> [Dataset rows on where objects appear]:
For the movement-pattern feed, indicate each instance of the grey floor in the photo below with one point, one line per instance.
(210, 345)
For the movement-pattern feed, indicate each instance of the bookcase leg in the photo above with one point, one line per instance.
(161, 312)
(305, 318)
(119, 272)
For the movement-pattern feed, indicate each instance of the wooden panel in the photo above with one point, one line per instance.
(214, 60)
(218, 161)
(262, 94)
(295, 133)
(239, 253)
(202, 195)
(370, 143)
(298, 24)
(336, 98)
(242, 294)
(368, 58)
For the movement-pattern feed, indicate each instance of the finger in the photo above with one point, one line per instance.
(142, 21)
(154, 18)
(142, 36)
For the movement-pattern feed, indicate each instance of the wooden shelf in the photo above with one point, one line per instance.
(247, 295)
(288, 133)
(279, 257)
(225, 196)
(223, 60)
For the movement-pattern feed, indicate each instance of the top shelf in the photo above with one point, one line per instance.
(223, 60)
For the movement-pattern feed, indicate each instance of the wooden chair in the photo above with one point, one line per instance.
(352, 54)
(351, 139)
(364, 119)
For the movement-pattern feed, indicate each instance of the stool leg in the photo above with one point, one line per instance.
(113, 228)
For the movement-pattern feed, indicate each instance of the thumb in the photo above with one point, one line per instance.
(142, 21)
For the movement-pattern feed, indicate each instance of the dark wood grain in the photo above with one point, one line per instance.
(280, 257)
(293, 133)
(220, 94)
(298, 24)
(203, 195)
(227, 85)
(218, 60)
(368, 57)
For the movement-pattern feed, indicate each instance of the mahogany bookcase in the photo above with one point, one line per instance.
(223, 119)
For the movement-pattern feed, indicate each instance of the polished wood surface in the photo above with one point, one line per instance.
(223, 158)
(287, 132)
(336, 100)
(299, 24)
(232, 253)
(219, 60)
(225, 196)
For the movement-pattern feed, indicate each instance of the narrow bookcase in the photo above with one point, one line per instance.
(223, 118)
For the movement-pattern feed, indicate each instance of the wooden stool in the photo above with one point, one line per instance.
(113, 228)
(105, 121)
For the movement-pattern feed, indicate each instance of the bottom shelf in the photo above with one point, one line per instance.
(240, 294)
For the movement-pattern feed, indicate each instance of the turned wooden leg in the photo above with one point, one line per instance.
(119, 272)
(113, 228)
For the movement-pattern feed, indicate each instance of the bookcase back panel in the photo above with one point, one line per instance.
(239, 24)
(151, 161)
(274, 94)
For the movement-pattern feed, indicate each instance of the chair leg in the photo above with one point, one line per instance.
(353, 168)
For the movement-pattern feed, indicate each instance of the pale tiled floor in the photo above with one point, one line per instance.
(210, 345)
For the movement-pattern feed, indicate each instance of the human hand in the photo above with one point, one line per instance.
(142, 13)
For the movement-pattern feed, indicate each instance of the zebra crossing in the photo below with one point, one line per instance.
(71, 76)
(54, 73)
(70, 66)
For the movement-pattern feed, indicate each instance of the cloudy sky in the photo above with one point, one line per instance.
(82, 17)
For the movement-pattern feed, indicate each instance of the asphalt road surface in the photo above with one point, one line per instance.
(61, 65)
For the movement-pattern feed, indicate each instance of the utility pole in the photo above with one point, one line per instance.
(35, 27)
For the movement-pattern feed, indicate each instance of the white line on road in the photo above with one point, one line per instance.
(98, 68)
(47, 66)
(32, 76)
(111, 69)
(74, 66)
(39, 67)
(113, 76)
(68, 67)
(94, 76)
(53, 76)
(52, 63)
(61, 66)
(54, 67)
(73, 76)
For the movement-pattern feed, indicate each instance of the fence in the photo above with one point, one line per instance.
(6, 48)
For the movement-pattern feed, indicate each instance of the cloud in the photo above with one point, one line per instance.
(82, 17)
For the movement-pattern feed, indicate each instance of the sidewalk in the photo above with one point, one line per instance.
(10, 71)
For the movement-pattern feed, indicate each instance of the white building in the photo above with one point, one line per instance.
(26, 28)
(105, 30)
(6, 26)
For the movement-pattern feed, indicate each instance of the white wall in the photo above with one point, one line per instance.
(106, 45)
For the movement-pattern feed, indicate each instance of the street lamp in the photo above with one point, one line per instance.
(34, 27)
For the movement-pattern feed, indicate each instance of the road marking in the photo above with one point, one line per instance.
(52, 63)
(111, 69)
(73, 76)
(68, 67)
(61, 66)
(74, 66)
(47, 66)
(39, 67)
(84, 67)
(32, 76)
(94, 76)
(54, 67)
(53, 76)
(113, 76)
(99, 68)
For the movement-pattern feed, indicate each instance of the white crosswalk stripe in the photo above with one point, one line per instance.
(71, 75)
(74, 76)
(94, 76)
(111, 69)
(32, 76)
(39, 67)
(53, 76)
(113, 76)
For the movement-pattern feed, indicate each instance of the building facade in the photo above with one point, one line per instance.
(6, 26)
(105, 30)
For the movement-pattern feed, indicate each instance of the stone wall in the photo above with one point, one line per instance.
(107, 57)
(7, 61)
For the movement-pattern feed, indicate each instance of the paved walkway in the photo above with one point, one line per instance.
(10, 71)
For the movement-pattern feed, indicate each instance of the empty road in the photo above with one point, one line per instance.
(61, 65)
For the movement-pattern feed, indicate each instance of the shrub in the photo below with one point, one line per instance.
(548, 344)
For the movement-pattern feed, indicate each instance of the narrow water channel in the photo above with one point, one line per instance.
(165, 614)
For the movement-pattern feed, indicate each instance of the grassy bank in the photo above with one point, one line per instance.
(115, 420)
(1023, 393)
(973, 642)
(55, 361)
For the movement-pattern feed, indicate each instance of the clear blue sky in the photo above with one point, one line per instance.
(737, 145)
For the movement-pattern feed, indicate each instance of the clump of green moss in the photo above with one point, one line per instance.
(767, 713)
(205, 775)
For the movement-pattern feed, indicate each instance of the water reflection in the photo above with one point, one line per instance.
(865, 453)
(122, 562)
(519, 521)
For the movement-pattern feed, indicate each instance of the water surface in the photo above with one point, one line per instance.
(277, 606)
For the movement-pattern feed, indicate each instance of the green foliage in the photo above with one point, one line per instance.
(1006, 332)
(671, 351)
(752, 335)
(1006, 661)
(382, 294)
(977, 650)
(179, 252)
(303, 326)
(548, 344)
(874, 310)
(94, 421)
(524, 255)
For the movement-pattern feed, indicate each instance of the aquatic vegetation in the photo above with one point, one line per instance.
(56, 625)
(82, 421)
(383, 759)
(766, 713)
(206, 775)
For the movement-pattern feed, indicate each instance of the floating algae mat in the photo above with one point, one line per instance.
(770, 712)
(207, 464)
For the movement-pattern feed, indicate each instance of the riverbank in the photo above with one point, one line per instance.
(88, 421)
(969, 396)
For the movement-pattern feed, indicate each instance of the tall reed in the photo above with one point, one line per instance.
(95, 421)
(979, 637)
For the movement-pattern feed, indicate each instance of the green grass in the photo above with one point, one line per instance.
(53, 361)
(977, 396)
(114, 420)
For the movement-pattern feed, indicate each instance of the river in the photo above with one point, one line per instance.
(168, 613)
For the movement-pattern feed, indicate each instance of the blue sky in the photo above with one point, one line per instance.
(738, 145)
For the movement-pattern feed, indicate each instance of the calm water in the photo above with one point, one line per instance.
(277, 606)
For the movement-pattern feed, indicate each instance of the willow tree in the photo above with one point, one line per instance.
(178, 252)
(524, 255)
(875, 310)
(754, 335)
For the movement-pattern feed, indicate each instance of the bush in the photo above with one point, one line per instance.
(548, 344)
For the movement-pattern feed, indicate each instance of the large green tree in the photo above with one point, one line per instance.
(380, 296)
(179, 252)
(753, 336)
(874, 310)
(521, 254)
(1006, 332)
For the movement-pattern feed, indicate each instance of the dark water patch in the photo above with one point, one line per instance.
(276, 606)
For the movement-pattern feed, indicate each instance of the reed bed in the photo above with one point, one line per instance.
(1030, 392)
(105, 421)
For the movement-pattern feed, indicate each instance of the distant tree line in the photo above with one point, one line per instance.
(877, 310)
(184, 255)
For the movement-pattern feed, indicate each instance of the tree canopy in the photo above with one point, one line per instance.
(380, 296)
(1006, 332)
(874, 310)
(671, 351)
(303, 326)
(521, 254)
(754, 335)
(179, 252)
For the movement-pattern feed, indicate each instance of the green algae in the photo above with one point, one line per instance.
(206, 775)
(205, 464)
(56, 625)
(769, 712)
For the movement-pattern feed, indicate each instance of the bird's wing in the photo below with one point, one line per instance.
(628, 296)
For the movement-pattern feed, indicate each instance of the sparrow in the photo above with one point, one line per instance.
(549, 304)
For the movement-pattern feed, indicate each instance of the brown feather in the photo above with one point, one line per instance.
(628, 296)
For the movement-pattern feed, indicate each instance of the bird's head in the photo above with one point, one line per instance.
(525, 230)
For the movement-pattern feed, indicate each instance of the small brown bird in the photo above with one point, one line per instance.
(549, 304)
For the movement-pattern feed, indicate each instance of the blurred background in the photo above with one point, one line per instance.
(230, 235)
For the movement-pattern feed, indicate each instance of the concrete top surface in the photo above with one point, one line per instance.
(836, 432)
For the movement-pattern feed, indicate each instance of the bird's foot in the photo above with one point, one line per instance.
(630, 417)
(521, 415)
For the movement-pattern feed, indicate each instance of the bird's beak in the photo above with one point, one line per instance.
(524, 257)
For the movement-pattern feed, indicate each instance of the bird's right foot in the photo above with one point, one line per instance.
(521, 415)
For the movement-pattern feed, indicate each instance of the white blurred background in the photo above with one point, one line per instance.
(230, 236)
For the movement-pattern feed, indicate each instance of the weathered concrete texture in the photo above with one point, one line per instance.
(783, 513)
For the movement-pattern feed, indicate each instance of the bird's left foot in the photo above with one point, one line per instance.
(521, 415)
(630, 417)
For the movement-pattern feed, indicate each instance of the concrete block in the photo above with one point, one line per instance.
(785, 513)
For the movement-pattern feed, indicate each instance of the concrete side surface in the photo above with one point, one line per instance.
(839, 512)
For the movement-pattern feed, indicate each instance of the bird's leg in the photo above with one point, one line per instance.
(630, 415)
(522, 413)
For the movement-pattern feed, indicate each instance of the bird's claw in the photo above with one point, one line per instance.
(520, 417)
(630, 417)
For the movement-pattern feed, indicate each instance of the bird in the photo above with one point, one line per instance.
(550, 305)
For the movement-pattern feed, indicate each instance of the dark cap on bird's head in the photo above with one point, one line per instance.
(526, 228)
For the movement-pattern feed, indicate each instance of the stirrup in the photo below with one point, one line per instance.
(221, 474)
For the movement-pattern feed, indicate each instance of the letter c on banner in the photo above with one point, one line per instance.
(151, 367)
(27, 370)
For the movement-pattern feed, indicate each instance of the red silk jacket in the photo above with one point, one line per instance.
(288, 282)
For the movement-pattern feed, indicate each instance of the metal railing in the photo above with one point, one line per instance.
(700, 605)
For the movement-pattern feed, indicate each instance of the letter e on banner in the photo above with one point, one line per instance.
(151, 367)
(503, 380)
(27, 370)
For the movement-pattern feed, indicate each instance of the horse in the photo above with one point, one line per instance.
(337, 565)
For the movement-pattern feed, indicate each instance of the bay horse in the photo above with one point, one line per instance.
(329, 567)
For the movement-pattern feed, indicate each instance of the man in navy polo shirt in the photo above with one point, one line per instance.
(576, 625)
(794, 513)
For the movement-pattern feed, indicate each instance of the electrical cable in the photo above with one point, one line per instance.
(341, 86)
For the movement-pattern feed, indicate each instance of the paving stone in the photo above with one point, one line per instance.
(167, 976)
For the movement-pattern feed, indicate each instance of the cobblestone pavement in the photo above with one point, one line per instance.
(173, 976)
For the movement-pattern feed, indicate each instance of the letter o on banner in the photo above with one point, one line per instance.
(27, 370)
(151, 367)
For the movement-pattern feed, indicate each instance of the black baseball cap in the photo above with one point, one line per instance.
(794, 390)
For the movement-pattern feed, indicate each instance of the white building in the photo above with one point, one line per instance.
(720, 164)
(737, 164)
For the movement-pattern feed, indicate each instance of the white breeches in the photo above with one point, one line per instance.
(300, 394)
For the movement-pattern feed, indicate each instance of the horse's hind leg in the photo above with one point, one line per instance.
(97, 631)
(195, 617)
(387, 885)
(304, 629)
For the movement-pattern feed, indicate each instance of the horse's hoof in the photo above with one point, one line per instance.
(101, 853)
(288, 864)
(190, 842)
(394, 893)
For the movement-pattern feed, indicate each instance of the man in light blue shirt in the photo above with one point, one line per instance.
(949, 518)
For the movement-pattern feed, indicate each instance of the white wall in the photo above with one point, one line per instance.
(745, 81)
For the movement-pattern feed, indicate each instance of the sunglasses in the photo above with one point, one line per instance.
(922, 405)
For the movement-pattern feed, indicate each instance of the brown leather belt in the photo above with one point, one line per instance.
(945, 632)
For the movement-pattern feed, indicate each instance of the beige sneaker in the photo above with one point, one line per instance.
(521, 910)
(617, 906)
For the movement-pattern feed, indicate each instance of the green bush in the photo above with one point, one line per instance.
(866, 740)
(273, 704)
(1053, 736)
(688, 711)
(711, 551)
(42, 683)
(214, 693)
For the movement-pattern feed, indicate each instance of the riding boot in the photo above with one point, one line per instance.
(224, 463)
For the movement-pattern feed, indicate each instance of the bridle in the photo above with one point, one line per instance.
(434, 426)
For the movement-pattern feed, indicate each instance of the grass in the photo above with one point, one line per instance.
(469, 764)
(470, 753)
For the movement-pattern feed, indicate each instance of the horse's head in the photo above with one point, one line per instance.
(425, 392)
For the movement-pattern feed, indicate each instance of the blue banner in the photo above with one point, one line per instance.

> [Task objective]: Nothing outside the span should appear: transcribe the lines from the one containing "of the sunglasses" through the last line of the records.

> [Full solution]:
For the movement-pattern feed, indicate each instance of the sunglasses in the photo above with one point, one line per instance.
(922, 405)
For the movement-pattern feed, indicate each instance of the brown leather belt in the photo above with one point, one line per instance.
(945, 632)
For the movement-pattern feed, indicate each instance of the beige sneaker in the photo above with one point, one line per instance.
(521, 910)
(617, 906)
For the movement-pattern feed, indicate each instance of the green bush in the photo above with one point, one line per instance.
(866, 740)
(273, 704)
(1053, 736)
(688, 711)
(711, 551)
(42, 683)
(214, 693)
For the movement-pattern feed, indicate each instance of the riding boot in the photo above with one point, one line per instance.
(224, 463)
For the movement-pattern feed, indicate each instance of the bridle in the photo above with one point, one line per instance.
(434, 426)
For the movement-pattern feed, indicate each instance of the grass in the photo above with one point, one line per instance.
(469, 764)
(470, 753)
For the movement-pattern feed, indicate each instance of the horse's head in the photo above with one point, one line per instance.
(425, 392)
For the movement-pattern feed, indicate each instance of the blue banner in the photo above with one point, one line per instance.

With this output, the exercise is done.